Objective:
Please copy the records starting with the line containing "Isolate the wispy" and going on through the line containing "[196,184,232,223]", swapping "palm tree" for "coconut palm" and leaving everything else unchanged.

==========

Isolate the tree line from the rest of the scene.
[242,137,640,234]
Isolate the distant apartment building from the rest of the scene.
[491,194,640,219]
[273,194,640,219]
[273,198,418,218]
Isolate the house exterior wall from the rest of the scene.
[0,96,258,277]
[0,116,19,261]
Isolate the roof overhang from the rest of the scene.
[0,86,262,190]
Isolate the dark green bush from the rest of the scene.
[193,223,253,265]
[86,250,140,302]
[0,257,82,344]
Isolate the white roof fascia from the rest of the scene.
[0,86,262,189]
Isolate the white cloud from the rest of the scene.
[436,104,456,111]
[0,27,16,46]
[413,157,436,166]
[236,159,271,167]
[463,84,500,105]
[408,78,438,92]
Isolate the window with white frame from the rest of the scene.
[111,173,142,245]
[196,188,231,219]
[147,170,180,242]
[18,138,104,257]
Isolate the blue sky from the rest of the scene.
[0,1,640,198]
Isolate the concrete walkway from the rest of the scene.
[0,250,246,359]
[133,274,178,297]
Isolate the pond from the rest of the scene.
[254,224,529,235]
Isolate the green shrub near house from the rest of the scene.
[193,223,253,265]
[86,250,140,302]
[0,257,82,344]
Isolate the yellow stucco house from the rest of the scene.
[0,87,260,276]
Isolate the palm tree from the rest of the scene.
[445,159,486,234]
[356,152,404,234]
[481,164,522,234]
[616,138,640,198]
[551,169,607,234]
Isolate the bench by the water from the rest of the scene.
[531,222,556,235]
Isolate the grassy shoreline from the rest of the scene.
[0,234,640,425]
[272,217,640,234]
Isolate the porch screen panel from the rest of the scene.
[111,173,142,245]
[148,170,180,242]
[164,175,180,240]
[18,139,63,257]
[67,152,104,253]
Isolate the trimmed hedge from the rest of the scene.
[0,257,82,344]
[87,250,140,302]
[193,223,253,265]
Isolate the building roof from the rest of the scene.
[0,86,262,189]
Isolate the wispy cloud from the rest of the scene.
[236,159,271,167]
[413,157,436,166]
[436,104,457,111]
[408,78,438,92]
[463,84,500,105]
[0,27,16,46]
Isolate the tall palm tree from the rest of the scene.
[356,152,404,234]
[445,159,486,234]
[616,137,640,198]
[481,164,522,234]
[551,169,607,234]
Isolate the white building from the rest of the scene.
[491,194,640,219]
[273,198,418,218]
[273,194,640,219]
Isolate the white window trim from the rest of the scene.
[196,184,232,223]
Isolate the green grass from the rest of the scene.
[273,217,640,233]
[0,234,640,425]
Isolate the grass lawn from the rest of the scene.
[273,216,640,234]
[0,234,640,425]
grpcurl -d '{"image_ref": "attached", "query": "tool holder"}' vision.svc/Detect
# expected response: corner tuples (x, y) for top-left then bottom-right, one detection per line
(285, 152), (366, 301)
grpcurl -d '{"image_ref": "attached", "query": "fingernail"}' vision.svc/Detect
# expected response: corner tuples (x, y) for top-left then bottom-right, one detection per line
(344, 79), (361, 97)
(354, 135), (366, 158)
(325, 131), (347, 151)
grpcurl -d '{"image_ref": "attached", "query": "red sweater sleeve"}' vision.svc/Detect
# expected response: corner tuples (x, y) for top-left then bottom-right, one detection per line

==========

Full output:
Isolate the wispy cloud from the rest of the scene.
[236,159,271,167]
[413,157,436,166]
[436,104,457,111]
[408,78,438,92]
[463,84,500,105]
[0,27,16,46]
Isolate the tall coconut palm from the rest of the scene.
[356,152,404,234]
[445,159,486,234]
[616,137,640,198]
[481,164,522,234]
[551,169,607,234]
Isolate the white building from the rest of the scene.
[491,194,640,219]
[273,198,418,218]
[273,194,640,219]
Isolate the white window trim from the rest of the scene.
[196,184,232,223]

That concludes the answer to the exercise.